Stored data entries
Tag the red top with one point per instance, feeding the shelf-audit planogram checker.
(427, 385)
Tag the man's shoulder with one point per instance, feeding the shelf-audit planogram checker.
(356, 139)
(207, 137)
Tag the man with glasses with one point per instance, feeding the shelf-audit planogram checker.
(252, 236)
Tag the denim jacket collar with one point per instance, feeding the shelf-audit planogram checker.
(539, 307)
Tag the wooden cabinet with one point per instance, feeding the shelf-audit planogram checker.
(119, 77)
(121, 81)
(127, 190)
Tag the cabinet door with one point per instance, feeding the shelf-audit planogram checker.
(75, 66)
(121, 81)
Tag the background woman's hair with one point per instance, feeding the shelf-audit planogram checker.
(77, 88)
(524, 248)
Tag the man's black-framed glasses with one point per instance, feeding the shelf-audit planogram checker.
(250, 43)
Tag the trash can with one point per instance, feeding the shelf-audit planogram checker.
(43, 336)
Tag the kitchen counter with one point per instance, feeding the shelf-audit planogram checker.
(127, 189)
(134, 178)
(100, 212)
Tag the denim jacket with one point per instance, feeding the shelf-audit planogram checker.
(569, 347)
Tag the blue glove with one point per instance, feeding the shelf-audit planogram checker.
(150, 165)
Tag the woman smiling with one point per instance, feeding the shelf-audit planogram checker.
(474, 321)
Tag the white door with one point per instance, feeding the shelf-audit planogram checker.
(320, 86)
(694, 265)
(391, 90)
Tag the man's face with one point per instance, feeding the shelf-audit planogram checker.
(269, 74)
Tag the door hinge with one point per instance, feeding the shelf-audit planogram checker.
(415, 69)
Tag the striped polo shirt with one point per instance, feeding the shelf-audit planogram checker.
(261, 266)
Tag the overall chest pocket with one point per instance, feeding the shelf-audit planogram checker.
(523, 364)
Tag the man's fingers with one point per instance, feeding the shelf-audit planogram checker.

- **Work required**: Each line from the one with "Tag the denim jacket collar" through the last line of the records must be written out word for word. Include nothing else.

- **Final answer**:
Tag the denim jacket collar with one point per instance, feeding the shelf-audit planogram checker.
(539, 307)
Tag the wooden cabinet with one point per instance, feeding the shelf-audit planogram checker.
(119, 77)
(121, 81)
(127, 190)
Tag the cabinet door with one point per instance, feeding the shelf-audit planogram checker.
(75, 66)
(121, 81)
Tag the background woman's hair with one point per instance, feeding the shelf-audit planogram checker.
(77, 88)
(524, 248)
Tag the man's black-framed glasses with one point per instance, feeding the shelf-audit planogram checker.
(250, 43)
Tag the trash can with one point per instance, feeding the shelf-audit planogram checker.
(43, 336)
Tag the kitchen counter with one point per instance, feeding the shelf-audit planogram checker.
(127, 189)
(134, 178)
(100, 212)
Tag the denim jacket with one point per instance, feeding the shelf-audit planogram checker.
(569, 347)
Tag the blue glove with one point per instance, feeding the shelf-audit planogram checker.
(150, 165)
Tag the woman smiling with one point per instance, feeding the shelf-audit planogram checker.
(474, 321)
Tag the white door with one point per instance, feeding the shelf-audit planogram checker.
(320, 86)
(694, 265)
(391, 90)
Tag the man's face with one point per instance, feeding the shelf-audit planogram checker.
(269, 74)
Tag the door hinge with one point per instance, feeding the shelf-audit planogram checker.
(415, 69)
Tag the striped polo shirt with one point per instance, feeding the shelf-audit planogram checker.
(261, 266)
Tag the overall chest pocket with one point per instance, feeding the shelf-audit planogram checker.
(523, 364)
Tag the man's fingers with one point per instance, feeding the shelf-audit planogram checker.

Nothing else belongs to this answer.